### Given problem
Rewrite the stretch of lines from the one containing "Find the bracelet" through the one containing "x=90, y=176" as a JSON list of strings, one string per line and blank lines left out.

******************************

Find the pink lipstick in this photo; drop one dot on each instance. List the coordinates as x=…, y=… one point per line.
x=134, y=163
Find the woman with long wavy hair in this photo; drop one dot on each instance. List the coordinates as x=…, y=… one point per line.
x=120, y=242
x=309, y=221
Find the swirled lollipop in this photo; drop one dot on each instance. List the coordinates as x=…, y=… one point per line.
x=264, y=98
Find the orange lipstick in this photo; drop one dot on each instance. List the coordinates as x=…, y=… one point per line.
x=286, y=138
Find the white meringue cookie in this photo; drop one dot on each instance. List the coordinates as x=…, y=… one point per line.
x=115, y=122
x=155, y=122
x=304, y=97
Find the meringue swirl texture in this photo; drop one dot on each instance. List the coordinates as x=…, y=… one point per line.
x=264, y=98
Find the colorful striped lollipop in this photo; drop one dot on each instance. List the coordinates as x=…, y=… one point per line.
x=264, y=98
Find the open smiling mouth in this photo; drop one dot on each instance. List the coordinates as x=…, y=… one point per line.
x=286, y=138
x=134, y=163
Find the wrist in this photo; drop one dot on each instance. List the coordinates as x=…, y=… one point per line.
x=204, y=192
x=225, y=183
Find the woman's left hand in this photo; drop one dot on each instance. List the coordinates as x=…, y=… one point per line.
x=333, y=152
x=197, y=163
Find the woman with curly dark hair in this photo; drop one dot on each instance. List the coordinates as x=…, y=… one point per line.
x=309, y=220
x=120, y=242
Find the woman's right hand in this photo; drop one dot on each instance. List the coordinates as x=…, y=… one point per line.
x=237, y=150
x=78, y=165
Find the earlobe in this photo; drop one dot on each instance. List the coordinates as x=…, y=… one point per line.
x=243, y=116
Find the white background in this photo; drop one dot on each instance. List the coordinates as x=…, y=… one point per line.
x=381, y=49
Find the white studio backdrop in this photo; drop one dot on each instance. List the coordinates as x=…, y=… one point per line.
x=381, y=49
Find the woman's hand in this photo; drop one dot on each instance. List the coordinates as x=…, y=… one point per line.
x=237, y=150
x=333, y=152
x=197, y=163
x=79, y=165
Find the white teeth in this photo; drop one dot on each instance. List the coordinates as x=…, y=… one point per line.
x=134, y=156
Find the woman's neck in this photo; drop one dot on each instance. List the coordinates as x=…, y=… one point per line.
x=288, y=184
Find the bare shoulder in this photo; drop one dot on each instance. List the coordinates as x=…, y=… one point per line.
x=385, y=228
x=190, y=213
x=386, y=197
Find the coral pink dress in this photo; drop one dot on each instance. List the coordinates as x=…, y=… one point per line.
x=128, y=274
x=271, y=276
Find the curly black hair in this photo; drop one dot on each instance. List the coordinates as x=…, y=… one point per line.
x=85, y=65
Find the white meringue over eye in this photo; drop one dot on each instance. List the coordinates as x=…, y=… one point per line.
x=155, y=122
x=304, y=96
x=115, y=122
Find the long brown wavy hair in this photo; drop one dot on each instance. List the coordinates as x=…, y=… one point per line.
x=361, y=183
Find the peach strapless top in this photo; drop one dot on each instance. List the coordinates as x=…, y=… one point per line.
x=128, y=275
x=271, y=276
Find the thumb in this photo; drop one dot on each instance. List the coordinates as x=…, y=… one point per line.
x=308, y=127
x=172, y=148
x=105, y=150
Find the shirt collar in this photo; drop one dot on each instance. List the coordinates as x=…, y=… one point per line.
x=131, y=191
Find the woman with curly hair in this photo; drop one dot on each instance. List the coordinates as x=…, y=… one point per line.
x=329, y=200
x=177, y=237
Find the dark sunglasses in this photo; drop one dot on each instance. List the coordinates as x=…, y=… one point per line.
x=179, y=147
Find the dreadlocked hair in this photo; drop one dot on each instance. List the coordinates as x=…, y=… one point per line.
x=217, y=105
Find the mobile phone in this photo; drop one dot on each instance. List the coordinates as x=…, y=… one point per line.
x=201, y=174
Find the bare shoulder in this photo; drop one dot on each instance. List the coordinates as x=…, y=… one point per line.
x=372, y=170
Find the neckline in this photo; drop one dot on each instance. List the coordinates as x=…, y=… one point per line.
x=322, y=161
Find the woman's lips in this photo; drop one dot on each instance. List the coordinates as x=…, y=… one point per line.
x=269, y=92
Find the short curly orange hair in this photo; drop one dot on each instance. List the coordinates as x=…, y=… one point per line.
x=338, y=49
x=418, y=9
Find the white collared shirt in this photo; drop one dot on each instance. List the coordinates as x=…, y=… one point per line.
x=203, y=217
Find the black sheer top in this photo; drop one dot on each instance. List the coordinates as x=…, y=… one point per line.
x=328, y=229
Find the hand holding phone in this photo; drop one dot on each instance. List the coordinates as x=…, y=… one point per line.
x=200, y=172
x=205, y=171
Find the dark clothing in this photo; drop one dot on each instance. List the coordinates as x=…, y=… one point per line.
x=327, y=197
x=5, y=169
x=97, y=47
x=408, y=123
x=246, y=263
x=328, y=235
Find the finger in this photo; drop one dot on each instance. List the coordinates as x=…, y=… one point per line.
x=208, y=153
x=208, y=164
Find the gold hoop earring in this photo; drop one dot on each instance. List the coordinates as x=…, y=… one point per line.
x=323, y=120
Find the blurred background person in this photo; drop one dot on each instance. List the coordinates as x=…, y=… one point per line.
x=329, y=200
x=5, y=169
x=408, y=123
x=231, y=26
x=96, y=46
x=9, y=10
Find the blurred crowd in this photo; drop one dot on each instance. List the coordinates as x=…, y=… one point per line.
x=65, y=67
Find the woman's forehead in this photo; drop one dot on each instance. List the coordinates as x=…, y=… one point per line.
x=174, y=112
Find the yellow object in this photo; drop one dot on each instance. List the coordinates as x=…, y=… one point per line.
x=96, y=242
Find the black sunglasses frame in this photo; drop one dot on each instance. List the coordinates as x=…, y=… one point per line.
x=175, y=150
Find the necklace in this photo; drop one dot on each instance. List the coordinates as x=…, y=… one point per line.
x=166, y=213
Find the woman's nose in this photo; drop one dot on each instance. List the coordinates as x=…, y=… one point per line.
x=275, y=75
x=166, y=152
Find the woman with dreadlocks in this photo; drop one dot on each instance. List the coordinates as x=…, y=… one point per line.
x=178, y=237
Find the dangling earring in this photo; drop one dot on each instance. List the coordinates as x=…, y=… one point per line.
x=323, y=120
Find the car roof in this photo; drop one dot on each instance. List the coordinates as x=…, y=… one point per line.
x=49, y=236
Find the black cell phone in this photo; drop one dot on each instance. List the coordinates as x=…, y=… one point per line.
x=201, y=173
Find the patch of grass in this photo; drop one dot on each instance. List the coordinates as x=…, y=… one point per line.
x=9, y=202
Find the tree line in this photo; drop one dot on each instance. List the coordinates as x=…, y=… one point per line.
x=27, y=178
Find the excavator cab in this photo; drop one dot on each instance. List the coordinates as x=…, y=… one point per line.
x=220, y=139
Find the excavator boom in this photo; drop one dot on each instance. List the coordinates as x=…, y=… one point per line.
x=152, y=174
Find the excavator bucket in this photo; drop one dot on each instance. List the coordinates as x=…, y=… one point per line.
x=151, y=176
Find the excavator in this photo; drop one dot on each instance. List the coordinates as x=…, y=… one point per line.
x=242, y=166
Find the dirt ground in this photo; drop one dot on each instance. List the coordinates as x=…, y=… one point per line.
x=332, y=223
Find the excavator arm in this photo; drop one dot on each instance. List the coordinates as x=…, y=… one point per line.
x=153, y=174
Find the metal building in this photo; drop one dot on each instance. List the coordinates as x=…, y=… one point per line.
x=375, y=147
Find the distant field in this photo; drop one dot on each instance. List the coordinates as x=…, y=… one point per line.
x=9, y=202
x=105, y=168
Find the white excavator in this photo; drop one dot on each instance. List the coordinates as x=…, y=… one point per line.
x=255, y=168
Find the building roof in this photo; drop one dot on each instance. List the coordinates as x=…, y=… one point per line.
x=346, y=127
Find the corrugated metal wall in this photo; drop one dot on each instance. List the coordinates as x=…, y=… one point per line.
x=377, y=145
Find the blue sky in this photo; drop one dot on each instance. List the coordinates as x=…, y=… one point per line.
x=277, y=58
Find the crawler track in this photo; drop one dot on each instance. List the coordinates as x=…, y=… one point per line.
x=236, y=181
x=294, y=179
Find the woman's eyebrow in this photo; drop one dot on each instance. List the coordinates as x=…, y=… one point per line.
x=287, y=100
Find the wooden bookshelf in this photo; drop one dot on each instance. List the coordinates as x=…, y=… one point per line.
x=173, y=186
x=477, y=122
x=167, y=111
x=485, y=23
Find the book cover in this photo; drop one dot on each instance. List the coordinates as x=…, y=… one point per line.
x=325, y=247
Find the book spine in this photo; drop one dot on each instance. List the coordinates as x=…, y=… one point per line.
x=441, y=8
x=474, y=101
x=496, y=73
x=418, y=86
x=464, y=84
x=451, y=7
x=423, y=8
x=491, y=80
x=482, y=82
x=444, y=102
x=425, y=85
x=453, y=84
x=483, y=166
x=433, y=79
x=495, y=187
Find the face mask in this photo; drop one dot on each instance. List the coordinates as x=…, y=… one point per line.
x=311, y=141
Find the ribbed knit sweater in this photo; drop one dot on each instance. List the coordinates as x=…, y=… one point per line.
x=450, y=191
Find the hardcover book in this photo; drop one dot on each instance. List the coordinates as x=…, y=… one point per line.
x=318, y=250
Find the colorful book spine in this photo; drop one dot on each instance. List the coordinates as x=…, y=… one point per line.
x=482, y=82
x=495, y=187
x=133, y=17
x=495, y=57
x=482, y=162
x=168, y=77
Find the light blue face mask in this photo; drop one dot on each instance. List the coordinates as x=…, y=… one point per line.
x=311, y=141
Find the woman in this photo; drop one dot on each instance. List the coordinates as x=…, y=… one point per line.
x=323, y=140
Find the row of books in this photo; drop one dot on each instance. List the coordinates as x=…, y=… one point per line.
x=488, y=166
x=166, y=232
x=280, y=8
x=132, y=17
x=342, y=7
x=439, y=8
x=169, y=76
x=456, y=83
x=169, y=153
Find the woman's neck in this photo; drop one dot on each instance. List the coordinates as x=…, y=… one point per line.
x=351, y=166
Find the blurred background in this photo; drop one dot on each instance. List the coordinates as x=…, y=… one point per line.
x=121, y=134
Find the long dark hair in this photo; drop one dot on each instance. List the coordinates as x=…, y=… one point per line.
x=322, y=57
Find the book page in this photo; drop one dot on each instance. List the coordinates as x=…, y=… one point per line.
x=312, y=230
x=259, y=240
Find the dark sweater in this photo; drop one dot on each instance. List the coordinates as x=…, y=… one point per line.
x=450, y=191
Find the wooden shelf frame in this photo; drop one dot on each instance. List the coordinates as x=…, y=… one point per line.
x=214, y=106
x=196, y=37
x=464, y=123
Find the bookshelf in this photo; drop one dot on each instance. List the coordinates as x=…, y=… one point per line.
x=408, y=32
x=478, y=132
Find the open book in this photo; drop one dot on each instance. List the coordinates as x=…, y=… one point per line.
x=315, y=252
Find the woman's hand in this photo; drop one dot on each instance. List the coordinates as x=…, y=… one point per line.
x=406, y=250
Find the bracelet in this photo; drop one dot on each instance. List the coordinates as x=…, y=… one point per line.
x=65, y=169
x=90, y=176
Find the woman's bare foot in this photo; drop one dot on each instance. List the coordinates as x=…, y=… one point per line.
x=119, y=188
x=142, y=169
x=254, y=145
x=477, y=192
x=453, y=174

******************************

### The solution
[
  "Find the bracelet in this photo; drop one dot on each instance. List the coordinates as x=…, y=… one point per line.",
  "x=65, y=169",
  "x=90, y=176"
]